Please repeat every entry, keeping each one exactly the same.

== Listed records ==

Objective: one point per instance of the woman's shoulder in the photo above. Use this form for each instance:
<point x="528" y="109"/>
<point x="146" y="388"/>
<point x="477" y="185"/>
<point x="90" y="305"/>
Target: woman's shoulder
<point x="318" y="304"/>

===

Reply to the exercise ->
Objective: one point per instance of the woman's shoulder in the photo above. Use this form for each instance:
<point x="528" y="109"/>
<point x="146" y="388"/>
<point x="477" y="185"/>
<point x="90" y="305"/>
Target: woman's shoulder
<point x="318" y="304"/>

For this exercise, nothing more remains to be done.